**PROBLEMA BREVE 1:** Según el texto sobre la desigualdad, ¿desde qué perspectivas se rechaza la desigualdad? Enumera todas.

**TEXTO CITADO:**
+ + + + + + +

Por Marino J. González R.
En los últimos años la
preocupación por la desigualdad, entendida como diferencias entre países y
dentro de los países, ha ocupado un mayor espacio en la agenda pública. En la
gran mayoría de los casos se asocia con el ingreso (de países o personas), pero
es también visible en el acceso a servicios y beneficios. Que aumente la
preocupación por la desigualdad, y especialmente por las políticas que la
pueden reducir, es, sin dudas, muy positivo. Pero también es una llamada de
atención sobre lo que debería ser una condición permanente en el diseño y
evaluación de políticas públicas. De hecho, la insistencia en la igualdad, como
lema republicano, ha estado presente por siglos.
Con una mirada más
contemporánea, la desigualdad es una restricción significativa para la armonía
de la vida social. En primer lugar, porque la desigualdad es una vulneración de
la condición humana. Y es por ello que, desde múltiples perspectivas,
filosóficas, religiosas, ideológicas, la desigualdad es motivo de rechazo. En
un segundo momento, la desigualdad también desencadena tensiones. Por ejemplo,
tensiones políticas porque somete a grupos sociales a la exclusión, ocasionando
ingobernabilidad cuando se superan los límites aceptados.
También la desigualdad
origina diferencias en el acceso de las personas a derechos y beneficios. Y,
por otra parte, la desigualdad aumenta la incertidumbre sobre el futuro
productivo de las sociedades. Impide que personas se incorporen en plenitud a
la creación de riqueza y hace menos atractiva a las economías
Por todo lo anterior se
debería esperar que las reducciones de la desigualdad fueran un objetivo
compartido por gobiernos y sociedades. No solo por el impacto en el crecimiento
económico, sino en la estabilidad política y en el bienestar social. Esta
condición es de especial relevancia en el caso de América Latina, considerada
en el Panorama Social 2018 de Cepal, junto con el Caribe, como la región más
desigual del mundo, superando incluso al África Subsahariana.

+ + + + + + +

**EXTRACTO DE DATOS:**

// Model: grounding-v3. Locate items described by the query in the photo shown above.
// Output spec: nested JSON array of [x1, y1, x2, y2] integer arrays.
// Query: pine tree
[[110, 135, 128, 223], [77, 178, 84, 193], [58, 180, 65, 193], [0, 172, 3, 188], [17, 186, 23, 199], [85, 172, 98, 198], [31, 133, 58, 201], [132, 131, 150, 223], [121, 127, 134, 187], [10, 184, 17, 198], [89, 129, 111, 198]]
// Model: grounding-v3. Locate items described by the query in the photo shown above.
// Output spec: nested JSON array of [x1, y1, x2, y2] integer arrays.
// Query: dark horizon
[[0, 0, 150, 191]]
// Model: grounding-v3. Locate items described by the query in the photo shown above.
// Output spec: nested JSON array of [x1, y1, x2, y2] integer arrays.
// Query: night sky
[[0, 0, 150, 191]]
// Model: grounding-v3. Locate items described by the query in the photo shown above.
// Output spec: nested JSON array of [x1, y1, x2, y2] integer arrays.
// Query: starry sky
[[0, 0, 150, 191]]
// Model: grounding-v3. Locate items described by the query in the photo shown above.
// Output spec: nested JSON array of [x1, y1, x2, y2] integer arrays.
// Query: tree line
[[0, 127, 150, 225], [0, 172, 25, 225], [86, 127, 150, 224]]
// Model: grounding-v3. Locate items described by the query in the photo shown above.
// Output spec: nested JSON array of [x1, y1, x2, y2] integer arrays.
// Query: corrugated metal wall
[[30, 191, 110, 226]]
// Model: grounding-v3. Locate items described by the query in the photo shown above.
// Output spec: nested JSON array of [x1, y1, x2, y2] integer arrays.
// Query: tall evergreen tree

+ + + + + + +

**PROBLEMA BREVE 2:** Actualiza las filas de datos, desde la primera hasta la que contiene "[[30, 191, 110, 226]]", ambas incluidas, cambiando "Output spec" por "Output format" sin tocar nada más. Devuelve únicamente esas filas.

**RESPUESTA COMPLETA 1:** Filosóficas, religiosas e ideológicas.

**RESPUESTA COMPLETA 2:**
// Model: grounding-v3. Locate items described by the query in the photo shown above.
// Output format: nested JSON array of [x1, y1, x2, y2] integer arrays.
// Query: pine tree
[[110, 135, 128, 223], [77, 178, 84, 193], [58, 180, 65, 193], [0, 172, 3, 188], [17, 186, 23, 199], [85, 172, 98, 198], [31, 133, 58, 201], [132, 131, 150, 223], [121, 127, 134, 187], [10, 184, 17, 198], [89, 129, 111, 198]]
// Model: grounding-v3. Locate items described by the query in the photo shown above.
// Output format: nested JSON array of [x1, y1, x2, y2] integer arrays.
// Query: dark horizon
[[0, 0, 150, 191]]
// Model: grounding-v3. Locate items described by the query in the photo shown above.
// Output format: nested JSON array of [x1, y1, x2, y2] integer arrays.
// Query: night sky
[[0, 0, 150, 191]]
// Model: grounding-v3. Locate items described by the query in the photo shown above.
// Output format: nested JSON array of [x1, y1, x2, y2] integer arrays.
// Query: starry sky
[[0, 0, 150, 191]]
// Model: grounding-v3. Locate items described by the query in the photo shown above.
// Output format: nested JSON array of [x1, y1, x2, y2] integer arrays.
// Query: tree line
[[0, 127, 150, 225], [0, 172, 25, 225], [86, 127, 150, 224]]
// Model: grounding-v3. Locate items described by the query in the photo shown above.
// Output format: nested JSON array of [x1, y1, x2, y2] integer arrays.
// Query: corrugated metal wall
[[30, 191, 110, 226]]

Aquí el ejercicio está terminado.